__WHAT IS NEEDED__:
In the data below, find every line with the word "negative" and copy it.

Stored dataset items
════

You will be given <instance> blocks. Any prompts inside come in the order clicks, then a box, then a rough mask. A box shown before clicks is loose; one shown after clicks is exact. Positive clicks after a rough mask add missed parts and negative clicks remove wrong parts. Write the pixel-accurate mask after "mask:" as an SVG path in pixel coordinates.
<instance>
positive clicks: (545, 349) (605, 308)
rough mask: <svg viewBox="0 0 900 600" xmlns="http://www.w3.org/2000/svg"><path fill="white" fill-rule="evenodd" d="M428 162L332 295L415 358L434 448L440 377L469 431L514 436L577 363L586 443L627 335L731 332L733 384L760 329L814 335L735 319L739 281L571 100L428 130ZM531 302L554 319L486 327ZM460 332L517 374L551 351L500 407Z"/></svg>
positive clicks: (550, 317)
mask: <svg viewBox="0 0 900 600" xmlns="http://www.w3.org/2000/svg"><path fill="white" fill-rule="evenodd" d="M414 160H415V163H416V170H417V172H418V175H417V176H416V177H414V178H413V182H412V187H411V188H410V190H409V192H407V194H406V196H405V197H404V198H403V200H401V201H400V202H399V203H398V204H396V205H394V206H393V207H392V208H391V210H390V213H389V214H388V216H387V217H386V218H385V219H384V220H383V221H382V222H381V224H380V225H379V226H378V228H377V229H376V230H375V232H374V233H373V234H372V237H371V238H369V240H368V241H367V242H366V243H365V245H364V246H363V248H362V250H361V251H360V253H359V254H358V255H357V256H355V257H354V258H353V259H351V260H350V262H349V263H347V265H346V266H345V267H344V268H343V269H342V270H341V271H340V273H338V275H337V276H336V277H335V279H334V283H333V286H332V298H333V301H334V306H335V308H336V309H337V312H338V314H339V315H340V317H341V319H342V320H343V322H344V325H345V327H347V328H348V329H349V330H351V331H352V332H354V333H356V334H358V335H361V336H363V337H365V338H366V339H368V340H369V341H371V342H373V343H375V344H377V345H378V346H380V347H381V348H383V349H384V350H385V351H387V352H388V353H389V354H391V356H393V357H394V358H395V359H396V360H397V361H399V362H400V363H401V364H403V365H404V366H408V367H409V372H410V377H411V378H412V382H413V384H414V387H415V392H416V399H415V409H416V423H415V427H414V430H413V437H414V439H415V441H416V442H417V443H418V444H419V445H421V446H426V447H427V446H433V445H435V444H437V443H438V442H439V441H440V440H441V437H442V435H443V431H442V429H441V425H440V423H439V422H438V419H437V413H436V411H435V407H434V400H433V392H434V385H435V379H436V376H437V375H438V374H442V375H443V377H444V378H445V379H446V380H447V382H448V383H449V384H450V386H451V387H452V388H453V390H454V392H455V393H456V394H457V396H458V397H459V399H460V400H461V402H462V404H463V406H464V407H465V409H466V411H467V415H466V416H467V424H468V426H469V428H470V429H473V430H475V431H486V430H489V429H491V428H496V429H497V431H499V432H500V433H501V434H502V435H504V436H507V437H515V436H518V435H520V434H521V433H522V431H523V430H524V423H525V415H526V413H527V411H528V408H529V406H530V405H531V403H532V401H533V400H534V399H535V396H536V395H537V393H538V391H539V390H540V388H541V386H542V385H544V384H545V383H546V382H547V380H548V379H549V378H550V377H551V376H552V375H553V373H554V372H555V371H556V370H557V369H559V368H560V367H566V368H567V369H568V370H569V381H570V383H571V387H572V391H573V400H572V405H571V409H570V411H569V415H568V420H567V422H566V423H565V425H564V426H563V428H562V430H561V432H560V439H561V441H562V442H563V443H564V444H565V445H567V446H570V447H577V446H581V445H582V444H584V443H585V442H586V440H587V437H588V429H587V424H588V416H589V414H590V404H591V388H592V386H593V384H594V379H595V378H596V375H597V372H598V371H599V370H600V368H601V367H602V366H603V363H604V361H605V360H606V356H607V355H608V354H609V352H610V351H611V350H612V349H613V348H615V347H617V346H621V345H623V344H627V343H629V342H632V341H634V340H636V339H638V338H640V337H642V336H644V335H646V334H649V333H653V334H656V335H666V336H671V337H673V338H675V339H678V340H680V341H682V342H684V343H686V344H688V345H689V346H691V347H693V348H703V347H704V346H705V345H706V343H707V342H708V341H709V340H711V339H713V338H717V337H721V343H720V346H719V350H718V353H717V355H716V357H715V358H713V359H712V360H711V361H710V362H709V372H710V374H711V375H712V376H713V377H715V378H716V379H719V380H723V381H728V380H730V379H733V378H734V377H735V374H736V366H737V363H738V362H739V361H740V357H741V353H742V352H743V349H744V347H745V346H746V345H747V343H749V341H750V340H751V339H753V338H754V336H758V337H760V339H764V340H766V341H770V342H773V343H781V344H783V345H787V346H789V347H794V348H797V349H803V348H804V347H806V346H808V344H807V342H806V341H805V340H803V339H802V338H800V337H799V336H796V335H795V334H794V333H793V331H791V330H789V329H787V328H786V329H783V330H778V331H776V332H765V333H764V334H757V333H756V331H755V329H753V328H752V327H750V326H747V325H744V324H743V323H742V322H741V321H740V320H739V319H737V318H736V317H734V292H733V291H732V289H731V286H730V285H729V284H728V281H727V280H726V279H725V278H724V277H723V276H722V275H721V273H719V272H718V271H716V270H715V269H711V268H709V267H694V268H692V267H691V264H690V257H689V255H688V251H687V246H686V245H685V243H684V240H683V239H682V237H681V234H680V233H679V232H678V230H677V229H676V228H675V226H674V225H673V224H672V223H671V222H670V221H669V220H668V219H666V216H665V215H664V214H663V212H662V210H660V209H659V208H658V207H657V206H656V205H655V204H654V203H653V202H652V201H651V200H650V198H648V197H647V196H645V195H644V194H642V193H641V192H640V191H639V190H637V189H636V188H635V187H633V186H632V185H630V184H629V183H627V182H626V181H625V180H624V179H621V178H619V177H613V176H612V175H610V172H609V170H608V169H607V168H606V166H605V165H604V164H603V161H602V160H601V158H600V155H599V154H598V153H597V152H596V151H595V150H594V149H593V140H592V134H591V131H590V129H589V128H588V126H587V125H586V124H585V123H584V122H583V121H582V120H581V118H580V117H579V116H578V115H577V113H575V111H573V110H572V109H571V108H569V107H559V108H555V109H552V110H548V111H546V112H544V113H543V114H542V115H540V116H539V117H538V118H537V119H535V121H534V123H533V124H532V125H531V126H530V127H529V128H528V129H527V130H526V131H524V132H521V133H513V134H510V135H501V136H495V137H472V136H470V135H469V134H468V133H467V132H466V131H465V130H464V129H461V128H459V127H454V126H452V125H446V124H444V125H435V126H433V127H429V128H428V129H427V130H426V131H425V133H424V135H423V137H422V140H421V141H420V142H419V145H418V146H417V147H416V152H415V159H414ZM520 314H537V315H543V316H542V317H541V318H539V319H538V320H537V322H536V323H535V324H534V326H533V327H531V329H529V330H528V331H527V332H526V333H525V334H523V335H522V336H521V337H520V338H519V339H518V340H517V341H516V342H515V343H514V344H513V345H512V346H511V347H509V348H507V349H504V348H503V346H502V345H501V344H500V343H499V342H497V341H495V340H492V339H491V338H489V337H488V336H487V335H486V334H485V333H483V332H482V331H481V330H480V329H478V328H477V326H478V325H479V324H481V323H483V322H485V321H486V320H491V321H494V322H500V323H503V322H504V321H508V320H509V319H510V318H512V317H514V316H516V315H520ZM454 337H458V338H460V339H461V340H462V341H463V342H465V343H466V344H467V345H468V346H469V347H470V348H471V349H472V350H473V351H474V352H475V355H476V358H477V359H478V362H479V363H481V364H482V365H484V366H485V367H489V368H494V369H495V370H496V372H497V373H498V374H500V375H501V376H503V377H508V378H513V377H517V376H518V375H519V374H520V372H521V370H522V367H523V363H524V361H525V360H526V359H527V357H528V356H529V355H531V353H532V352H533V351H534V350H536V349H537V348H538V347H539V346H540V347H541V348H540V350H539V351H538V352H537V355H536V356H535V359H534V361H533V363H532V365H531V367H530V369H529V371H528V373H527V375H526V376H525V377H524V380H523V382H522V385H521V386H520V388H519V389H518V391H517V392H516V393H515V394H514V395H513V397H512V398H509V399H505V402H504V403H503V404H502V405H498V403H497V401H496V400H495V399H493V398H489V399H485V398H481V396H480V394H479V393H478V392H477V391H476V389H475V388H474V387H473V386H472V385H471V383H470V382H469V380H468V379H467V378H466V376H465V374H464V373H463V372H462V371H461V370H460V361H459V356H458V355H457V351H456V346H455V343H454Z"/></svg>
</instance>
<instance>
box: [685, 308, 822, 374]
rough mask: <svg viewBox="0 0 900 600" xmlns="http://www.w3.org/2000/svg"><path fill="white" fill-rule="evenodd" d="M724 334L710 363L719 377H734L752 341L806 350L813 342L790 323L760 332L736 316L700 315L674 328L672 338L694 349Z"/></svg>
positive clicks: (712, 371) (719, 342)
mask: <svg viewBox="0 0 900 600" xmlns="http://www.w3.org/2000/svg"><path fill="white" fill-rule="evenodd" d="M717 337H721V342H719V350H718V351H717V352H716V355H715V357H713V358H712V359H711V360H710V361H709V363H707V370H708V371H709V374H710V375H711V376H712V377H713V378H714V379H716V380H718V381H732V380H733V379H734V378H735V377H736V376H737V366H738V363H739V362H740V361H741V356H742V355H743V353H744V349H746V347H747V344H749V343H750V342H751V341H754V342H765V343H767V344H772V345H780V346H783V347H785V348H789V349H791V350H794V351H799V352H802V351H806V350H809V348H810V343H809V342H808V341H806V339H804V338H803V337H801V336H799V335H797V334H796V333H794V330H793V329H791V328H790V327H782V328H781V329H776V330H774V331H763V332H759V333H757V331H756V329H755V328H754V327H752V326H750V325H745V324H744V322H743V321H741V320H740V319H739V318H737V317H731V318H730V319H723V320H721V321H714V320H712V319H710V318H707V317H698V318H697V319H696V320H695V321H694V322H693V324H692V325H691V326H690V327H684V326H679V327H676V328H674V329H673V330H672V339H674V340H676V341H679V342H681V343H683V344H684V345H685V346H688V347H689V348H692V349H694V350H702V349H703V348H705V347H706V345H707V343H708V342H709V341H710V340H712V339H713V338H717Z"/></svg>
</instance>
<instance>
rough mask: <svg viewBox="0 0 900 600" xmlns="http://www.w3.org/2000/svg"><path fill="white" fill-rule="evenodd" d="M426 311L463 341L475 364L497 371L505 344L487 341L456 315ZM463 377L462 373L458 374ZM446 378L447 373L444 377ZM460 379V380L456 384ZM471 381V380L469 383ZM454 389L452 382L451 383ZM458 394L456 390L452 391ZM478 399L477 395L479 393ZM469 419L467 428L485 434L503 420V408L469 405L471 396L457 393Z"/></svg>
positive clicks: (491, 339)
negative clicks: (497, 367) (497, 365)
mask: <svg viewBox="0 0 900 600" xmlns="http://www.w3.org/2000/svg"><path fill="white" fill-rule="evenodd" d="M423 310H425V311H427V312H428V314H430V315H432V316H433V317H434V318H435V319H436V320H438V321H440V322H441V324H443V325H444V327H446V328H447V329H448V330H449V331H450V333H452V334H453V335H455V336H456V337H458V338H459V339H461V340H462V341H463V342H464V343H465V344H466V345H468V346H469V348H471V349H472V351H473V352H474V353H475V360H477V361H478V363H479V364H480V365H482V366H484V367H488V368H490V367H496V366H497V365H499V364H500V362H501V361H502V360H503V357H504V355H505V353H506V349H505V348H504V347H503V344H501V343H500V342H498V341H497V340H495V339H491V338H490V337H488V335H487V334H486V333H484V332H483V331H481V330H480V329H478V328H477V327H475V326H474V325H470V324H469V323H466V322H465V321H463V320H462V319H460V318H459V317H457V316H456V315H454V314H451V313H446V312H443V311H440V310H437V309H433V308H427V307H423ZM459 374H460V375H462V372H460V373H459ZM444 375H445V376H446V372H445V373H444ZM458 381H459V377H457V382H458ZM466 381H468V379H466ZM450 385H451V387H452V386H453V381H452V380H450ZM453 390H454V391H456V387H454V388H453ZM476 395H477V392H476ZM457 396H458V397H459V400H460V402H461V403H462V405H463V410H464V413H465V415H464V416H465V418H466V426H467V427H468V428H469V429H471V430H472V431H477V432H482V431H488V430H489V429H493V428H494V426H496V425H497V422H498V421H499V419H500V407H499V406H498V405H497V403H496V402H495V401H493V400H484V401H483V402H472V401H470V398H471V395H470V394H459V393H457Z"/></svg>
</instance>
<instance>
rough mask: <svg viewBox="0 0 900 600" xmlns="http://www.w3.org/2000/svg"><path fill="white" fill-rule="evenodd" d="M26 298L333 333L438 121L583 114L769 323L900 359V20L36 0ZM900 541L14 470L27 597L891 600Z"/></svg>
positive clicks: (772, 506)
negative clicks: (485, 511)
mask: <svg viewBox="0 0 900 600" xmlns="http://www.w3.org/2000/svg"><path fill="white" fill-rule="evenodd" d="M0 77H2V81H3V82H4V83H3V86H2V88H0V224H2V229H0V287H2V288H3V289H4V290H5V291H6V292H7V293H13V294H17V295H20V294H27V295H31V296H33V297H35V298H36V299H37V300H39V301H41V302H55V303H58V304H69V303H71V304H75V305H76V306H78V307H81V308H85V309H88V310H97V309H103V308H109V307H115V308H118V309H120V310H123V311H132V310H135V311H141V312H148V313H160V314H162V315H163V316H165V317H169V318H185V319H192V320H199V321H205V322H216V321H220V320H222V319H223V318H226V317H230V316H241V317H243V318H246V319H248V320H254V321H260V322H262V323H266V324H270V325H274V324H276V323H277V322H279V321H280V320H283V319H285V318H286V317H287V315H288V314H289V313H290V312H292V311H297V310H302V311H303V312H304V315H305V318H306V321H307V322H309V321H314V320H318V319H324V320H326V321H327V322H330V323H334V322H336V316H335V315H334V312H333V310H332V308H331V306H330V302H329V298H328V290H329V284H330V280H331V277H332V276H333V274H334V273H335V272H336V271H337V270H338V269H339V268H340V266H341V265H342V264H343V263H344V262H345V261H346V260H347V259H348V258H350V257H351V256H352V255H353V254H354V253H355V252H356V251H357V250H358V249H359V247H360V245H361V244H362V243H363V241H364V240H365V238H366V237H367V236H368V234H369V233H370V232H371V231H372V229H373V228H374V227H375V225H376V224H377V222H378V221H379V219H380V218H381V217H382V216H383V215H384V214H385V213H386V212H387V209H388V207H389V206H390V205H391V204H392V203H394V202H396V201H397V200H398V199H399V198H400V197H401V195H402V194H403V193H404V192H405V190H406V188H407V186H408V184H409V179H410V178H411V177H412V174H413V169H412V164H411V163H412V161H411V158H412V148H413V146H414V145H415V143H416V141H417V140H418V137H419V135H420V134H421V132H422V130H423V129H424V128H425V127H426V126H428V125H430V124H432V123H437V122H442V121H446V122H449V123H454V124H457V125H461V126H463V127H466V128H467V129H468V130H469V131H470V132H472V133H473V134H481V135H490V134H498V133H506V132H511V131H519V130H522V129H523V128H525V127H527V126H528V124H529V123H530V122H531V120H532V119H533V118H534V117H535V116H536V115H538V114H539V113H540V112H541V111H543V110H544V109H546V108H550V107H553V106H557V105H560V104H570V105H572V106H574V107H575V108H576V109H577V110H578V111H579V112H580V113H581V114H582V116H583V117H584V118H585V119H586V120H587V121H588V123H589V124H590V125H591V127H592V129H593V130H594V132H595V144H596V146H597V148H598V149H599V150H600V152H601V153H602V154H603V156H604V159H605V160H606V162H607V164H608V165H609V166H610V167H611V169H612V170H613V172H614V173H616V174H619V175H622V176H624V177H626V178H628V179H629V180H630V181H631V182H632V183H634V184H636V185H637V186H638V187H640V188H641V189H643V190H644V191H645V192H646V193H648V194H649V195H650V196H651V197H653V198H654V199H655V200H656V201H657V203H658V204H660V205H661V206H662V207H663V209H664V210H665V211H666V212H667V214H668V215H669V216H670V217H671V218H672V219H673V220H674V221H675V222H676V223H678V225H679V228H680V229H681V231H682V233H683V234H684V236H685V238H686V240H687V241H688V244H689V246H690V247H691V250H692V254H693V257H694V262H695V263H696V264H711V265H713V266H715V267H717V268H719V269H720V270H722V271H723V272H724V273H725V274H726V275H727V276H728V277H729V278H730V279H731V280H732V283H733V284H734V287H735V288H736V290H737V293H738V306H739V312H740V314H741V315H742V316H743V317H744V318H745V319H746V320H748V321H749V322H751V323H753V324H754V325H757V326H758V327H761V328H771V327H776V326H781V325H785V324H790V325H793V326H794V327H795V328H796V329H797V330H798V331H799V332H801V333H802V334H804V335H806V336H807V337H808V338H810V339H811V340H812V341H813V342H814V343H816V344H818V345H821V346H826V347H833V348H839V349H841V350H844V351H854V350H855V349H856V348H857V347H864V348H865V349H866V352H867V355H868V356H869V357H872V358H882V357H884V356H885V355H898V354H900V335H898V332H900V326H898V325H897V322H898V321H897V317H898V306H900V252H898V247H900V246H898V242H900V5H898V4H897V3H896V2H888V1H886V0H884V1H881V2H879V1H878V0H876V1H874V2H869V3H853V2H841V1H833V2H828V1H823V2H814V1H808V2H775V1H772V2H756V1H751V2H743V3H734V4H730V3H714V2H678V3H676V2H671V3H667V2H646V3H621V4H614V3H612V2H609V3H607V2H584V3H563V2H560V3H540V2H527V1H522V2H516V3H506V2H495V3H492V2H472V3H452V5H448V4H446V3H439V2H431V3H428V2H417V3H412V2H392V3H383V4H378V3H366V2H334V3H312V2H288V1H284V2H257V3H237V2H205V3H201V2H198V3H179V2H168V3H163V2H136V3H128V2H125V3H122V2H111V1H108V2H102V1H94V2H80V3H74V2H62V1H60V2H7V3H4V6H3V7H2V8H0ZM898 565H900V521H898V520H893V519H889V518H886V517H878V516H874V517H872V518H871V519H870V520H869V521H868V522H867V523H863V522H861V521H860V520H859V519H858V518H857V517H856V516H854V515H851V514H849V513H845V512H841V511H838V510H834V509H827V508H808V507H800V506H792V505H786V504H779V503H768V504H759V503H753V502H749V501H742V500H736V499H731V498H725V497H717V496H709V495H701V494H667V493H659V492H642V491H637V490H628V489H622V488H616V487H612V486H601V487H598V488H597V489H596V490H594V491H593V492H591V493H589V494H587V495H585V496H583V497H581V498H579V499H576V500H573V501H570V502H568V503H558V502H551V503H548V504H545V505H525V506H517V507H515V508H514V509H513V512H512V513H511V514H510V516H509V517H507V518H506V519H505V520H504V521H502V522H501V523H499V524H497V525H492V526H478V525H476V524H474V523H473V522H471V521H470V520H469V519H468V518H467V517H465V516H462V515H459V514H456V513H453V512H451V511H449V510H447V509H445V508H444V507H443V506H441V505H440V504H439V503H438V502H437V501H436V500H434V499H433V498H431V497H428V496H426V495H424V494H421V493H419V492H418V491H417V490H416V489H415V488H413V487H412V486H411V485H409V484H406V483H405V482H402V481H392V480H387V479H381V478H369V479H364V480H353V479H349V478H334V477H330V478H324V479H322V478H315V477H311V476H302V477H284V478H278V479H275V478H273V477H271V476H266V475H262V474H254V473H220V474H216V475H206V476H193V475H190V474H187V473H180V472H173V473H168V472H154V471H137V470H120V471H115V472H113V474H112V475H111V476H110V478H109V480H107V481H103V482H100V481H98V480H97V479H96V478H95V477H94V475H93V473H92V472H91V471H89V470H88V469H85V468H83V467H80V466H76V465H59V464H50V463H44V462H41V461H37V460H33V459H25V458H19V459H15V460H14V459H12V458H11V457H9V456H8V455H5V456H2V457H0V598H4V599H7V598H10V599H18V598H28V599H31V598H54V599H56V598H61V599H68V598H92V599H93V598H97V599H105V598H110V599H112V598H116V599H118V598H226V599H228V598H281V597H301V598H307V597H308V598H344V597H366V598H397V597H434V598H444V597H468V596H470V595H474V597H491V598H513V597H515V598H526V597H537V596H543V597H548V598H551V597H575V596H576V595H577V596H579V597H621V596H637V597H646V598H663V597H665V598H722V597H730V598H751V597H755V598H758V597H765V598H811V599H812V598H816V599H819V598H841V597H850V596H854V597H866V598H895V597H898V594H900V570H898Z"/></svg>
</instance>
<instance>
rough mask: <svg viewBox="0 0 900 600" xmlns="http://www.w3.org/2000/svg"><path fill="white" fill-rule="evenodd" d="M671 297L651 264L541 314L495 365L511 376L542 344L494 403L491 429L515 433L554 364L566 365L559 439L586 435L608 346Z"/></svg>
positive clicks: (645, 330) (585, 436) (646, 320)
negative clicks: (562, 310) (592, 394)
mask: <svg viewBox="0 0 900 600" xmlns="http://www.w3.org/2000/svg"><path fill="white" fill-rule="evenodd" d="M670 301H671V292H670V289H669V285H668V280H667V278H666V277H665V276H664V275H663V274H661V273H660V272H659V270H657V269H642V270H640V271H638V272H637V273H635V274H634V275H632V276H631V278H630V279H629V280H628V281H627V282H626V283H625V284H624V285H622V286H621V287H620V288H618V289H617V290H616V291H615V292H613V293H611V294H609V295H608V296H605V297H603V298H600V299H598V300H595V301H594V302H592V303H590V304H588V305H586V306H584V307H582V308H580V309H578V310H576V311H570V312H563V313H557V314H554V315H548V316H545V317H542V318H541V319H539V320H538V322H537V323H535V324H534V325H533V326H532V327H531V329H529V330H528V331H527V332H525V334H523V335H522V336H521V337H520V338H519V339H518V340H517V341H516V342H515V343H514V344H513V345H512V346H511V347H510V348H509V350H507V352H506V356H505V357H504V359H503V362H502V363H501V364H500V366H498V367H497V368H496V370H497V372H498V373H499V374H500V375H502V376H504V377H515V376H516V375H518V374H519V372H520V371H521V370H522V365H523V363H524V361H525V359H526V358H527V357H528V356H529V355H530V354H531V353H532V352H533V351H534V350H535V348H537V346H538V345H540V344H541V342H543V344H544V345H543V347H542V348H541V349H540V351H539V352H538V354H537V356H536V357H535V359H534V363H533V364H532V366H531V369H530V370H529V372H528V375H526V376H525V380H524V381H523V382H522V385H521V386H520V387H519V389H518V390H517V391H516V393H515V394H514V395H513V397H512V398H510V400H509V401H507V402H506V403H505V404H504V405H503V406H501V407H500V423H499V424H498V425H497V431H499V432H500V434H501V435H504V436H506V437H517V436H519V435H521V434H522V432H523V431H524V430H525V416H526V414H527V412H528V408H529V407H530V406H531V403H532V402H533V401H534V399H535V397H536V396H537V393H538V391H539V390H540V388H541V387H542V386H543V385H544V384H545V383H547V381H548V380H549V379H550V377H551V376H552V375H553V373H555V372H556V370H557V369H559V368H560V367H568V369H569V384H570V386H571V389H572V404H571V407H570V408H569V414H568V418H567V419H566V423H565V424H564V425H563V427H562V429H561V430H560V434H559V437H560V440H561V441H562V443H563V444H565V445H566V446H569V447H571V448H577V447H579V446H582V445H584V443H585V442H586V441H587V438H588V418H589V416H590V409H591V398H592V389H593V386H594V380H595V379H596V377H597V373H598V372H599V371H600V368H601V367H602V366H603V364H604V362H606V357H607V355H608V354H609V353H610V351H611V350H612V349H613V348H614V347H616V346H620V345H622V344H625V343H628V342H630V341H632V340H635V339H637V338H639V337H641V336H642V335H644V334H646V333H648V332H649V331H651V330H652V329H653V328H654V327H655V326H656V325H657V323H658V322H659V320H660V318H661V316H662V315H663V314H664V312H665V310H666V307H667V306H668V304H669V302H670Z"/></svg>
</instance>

════

__FINISHED EXERCISE__:
You will be given <instance> blocks. Any prompts inside come in the order clicks, then a box, then a rough mask. A box shown before clicks is loose; one shown after clicks is exact. Positive clicks after a rough mask add missed parts and negative clicks remove wrong parts. Write the pixel-accurate mask after "mask:" as an SVG path in pixel coordinates.
negative clicks: (497, 367) (497, 365)
negative clicks: (485, 511)
negative clicks: (562, 310) (592, 394)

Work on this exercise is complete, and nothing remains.